TASK DETAILS →
Please set down the material, unchanged, from the line containing "Locate every turtle shell." through the end of the material, including both ends.

DATA RECORDS →
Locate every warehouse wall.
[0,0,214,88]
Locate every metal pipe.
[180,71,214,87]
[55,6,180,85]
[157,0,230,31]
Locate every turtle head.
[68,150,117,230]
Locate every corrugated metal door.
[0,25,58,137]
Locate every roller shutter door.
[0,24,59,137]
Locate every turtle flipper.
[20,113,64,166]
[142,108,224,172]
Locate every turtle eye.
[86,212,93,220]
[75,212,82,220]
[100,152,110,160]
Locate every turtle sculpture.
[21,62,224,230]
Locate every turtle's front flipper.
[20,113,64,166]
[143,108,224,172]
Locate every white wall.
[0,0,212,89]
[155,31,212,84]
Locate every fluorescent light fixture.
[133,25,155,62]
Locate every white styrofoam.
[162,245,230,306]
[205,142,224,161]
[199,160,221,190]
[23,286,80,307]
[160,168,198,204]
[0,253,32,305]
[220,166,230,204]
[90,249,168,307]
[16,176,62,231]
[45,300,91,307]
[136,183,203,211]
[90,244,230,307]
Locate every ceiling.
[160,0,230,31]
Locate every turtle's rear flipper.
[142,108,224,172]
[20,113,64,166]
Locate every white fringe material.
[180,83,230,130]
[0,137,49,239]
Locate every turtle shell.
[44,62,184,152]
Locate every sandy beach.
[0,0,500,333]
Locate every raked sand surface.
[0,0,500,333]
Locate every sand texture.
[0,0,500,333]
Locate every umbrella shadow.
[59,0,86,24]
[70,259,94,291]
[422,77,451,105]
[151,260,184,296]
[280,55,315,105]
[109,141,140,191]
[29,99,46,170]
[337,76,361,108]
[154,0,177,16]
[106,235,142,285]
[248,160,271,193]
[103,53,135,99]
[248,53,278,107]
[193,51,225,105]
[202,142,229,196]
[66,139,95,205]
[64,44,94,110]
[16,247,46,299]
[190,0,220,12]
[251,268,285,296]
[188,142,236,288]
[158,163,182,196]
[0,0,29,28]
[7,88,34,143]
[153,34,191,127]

RESULT OF THE TASK →
Locate every turtle shell.
[44,62,184,152]
Locate every sandy beach.
[0,0,500,333]
Locate every raked sand surface.
[0,0,500,333]
Locate every sand texture.
[0,0,500,333]
Locate every umbrella shadow.
[59,0,86,24]
[70,259,94,291]
[422,77,451,105]
[151,260,184,296]
[280,55,315,105]
[109,141,140,191]
[29,99,46,170]
[337,76,361,108]
[154,0,177,16]
[106,235,142,285]
[248,160,271,193]
[103,53,135,99]
[248,53,278,107]
[193,51,225,105]
[202,142,229,196]
[66,139,95,205]
[64,44,94,110]
[16,247,46,299]
[190,0,220,12]
[251,268,285,296]
[188,142,236,288]
[158,163,182,196]
[0,0,29,28]
[7,88,34,143]
[153,34,191,127]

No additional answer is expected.